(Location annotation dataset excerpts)
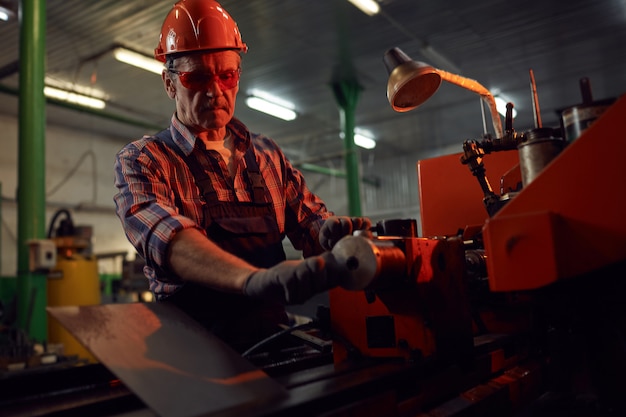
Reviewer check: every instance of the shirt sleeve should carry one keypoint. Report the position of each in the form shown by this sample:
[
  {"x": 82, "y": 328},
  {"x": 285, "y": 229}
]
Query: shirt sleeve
[
  {"x": 145, "y": 204},
  {"x": 305, "y": 212}
]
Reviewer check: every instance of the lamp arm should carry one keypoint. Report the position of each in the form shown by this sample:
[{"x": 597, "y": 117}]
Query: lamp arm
[{"x": 477, "y": 88}]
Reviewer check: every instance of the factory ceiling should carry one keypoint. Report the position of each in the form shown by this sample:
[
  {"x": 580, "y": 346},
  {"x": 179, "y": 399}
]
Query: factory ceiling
[{"x": 303, "y": 51}]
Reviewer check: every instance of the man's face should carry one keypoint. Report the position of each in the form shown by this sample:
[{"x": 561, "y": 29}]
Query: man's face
[{"x": 207, "y": 105}]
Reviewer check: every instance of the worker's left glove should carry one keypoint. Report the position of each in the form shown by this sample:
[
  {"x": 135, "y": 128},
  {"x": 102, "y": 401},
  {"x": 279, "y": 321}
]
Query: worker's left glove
[
  {"x": 337, "y": 227},
  {"x": 294, "y": 282}
]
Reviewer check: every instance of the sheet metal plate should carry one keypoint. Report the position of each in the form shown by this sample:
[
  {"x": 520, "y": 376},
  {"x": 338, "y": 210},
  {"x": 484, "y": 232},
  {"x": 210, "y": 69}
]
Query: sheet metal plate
[{"x": 168, "y": 360}]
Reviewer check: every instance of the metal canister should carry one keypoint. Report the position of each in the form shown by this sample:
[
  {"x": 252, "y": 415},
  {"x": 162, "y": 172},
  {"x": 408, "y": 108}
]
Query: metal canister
[{"x": 539, "y": 148}]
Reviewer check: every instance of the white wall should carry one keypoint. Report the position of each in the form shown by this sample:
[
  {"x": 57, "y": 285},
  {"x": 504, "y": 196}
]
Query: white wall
[{"x": 79, "y": 177}]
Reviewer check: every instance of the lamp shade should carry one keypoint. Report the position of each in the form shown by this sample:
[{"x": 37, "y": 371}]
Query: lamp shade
[{"x": 410, "y": 82}]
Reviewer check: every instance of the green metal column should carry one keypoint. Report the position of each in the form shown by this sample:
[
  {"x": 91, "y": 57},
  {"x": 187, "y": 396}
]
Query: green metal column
[
  {"x": 31, "y": 196},
  {"x": 347, "y": 95}
]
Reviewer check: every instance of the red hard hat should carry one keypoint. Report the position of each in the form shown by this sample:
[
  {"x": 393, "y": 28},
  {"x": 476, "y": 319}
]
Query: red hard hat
[{"x": 198, "y": 25}]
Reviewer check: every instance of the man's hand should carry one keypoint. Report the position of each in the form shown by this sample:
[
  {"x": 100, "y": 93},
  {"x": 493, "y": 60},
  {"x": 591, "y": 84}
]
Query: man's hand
[
  {"x": 294, "y": 282},
  {"x": 337, "y": 227}
]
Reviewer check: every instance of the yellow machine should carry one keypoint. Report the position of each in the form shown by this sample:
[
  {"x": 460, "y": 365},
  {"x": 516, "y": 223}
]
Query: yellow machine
[{"x": 73, "y": 282}]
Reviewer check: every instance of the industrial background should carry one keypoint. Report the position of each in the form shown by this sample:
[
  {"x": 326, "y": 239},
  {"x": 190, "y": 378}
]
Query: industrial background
[{"x": 315, "y": 54}]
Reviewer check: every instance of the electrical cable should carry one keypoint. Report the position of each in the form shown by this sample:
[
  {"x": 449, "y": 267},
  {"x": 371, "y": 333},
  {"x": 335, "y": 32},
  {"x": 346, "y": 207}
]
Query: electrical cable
[{"x": 73, "y": 171}]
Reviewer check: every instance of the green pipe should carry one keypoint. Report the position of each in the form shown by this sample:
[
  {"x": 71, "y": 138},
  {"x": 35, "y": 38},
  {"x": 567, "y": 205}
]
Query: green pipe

EXERCISE: Rename "Reviewer check" to "Annotator check" throughout the items above and give them back with nothing else changed. Leave the pictures out.

WORKED ANSWER:
Annotator check: every instance of the shirt sleeve should carry one keypoint. Report the position of each in the form shown by this sample:
[
  {"x": 82, "y": 328},
  {"x": 285, "y": 229}
]
Query: shirt sleeve
[
  {"x": 145, "y": 204},
  {"x": 305, "y": 212}
]
Annotator check: every instance of the lamp arm should carry one keypoint. Report the position of each in the form shown by this sample:
[{"x": 597, "y": 117}]
Query: lamp arm
[{"x": 477, "y": 88}]
Annotator check: every instance of the factory ceiling should carry one keypoint. Report the position of each in the form shown by this sample:
[
  {"x": 580, "y": 346},
  {"x": 179, "y": 399}
]
Query: factory ceiling
[{"x": 303, "y": 51}]
Annotator check: every instance of the man's face should carry one keypoint. Report the position of each in the form shown by this sample:
[{"x": 561, "y": 29}]
Query: man's face
[{"x": 207, "y": 105}]
Annotator check: every instance of the worker's left glove should carry one keypoint. Report the position of each in the form shown by this sample:
[
  {"x": 135, "y": 128},
  {"x": 102, "y": 401},
  {"x": 279, "y": 321}
]
Query: worker's left glove
[
  {"x": 337, "y": 227},
  {"x": 294, "y": 282}
]
Annotator check: every instance of the sheet metal plate should carry one keypoint. Report the position of each in the form shown by this sample:
[
  {"x": 520, "y": 376},
  {"x": 338, "y": 210},
  {"x": 484, "y": 232},
  {"x": 210, "y": 69}
]
Query: sheet metal plate
[{"x": 168, "y": 360}]
Annotator check: every instance of the metal canister should carry one keypoint. Report the position of each in the form shown by this sample:
[
  {"x": 252, "y": 415},
  {"x": 162, "y": 172},
  {"x": 408, "y": 108}
]
Query: metal canister
[{"x": 539, "y": 148}]
Annotator check: every instance of the white wall should carry one keypoint. Report the position of each in the form shown by this sample:
[
  {"x": 57, "y": 285},
  {"x": 504, "y": 196}
]
Query: white wall
[{"x": 79, "y": 177}]
Annotator check: every instance of the lamp shade should carry one keypoint. Report the position of each in the form shown by this sample:
[{"x": 37, "y": 371}]
Query: lamp shade
[{"x": 410, "y": 82}]
Annotator check: every instance of the green metal column should carry one keypoint. Report the position of each in the form shown by this sample:
[
  {"x": 91, "y": 57},
  {"x": 187, "y": 396}
]
Query: green metal column
[
  {"x": 31, "y": 196},
  {"x": 347, "y": 95}
]
Annotator check: every instance of the red hard hat should carry one keypoint. Report the position of each in the form shown by this sample:
[
  {"x": 393, "y": 28},
  {"x": 476, "y": 319}
]
Query: red hard hat
[{"x": 198, "y": 25}]
Annotator check: every instance of the man's hand should carry one keypoint. Report the position of each in the form shown by this sample:
[
  {"x": 100, "y": 93},
  {"x": 493, "y": 60},
  {"x": 591, "y": 84}
]
Query: man's hand
[
  {"x": 294, "y": 282},
  {"x": 337, "y": 227}
]
Annotator check: every instance of the yellow machine should carry one keypoint. Report the position of each in the form shown by this sample:
[
  {"x": 460, "y": 365},
  {"x": 516, "y": 223}
]
Query: yellow machine
[{"x": 73, "y": 282}]
Annotator check: every instance of the industrial background should carry one keypoint. Report the position of each in the form shown by this sample:
[
  {"x": 326, "y": 239},
  {"x": 190, "y": 378}
]
Query: industrial background
[{"x": 315, "y": 54}]
Annotator check: every instance of the electrical cable should carry one keypoint. Report the position of each in the form shown by this sample:
[
  {"x": 449, "y": 267},
  {"x": 371, "y": 333},
  {"x": 335, "y": 32},
  {"x": 346, "y": 207}
]
Query: electrical cable
[{"x": 73, "y": 171}]
Annotator check: every instance of the green pipe should carry one keypoint. Report the position of each in the form shown by this sample:
[
  {"x": 71, "y": 138},
  {"x": 35, "y": 38},
  {"x": 567, "y": 205}
]
Query: green pipe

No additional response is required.